### Information shown
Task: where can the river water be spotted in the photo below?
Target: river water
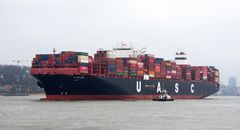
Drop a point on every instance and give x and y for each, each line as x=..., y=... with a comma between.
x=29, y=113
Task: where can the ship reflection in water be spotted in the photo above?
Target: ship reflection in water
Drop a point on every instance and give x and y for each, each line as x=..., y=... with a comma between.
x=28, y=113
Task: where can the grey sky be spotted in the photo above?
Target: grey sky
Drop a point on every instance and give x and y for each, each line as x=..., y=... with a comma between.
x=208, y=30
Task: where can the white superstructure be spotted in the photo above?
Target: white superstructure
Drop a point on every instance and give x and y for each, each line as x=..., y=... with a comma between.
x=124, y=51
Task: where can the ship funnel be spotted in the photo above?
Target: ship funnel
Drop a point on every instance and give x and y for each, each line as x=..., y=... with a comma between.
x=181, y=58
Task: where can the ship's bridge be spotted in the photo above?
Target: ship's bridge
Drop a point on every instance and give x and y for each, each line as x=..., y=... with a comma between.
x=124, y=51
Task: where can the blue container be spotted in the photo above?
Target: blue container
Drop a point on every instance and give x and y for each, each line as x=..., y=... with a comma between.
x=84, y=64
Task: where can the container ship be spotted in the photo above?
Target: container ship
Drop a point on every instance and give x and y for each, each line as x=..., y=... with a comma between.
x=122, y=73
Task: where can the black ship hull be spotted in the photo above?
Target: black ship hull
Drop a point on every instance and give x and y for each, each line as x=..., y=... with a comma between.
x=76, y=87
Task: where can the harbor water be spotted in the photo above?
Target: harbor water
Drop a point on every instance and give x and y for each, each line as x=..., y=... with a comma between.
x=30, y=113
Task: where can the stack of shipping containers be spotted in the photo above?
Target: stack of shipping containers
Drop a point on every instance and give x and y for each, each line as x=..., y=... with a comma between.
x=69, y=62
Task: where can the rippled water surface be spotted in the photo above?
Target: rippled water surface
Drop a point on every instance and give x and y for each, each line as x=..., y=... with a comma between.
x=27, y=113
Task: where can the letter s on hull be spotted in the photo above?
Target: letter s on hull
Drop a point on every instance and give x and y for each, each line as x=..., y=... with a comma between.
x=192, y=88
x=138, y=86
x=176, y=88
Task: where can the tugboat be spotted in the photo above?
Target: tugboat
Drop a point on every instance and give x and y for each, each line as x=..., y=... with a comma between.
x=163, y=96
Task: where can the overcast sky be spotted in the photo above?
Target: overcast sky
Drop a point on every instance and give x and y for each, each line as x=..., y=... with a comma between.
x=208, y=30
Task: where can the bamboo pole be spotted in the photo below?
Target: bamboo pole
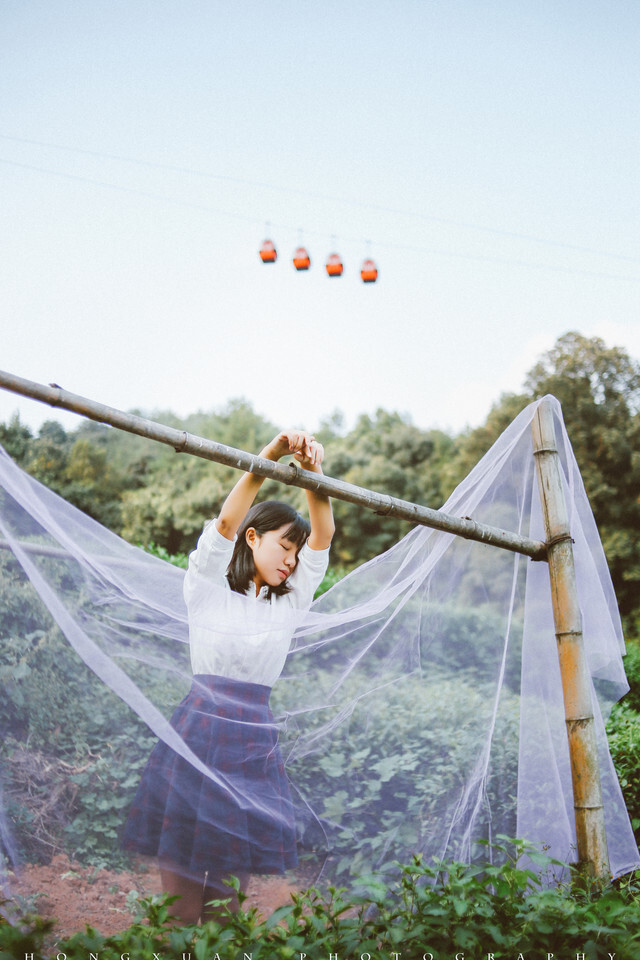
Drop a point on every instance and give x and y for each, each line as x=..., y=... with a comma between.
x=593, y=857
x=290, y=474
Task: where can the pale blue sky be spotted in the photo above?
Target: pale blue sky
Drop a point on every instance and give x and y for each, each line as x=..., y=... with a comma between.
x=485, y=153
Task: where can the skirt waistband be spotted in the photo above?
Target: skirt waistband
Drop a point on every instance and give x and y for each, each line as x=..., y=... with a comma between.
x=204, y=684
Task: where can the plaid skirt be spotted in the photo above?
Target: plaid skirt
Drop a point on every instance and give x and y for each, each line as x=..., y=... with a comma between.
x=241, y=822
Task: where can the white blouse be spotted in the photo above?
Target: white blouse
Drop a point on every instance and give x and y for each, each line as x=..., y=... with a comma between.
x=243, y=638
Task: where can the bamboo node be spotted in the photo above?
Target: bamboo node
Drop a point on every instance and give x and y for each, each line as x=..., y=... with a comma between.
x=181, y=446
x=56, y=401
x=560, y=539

==

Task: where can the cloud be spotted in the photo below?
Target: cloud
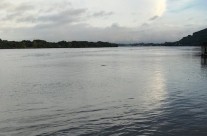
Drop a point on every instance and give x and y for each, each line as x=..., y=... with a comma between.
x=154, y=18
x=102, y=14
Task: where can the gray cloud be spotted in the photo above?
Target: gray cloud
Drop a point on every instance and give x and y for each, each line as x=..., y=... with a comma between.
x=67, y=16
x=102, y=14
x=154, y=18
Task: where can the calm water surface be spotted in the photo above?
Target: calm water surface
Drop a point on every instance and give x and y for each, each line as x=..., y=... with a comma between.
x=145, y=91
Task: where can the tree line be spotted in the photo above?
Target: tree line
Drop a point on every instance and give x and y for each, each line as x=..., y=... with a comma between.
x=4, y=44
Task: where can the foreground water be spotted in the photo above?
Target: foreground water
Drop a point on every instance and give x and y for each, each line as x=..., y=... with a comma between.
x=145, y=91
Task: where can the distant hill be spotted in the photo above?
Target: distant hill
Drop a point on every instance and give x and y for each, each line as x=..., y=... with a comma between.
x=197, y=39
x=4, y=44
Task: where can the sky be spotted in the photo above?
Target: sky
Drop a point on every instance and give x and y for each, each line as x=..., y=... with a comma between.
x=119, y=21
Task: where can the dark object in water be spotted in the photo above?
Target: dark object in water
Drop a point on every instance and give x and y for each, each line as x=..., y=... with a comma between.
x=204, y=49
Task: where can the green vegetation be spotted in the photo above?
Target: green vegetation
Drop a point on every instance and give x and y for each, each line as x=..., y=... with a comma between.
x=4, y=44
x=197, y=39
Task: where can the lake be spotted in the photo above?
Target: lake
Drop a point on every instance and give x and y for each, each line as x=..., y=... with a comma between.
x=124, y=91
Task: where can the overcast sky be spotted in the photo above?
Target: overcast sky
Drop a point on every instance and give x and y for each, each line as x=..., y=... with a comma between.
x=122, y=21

### Aim of the exercise
Copy the rows above verbatim, everything from the line containing "Task: where can the skirt" down to the line containing "x=204, y=684", both of those lines included.

### Finished exercise
Task: where can the skirt waistband be spotted in the photo above?
Target: skirt waistband
Drop a point on every instance and give x and y for each, each line as x=..., y=... with a comma between.
x=204, y=684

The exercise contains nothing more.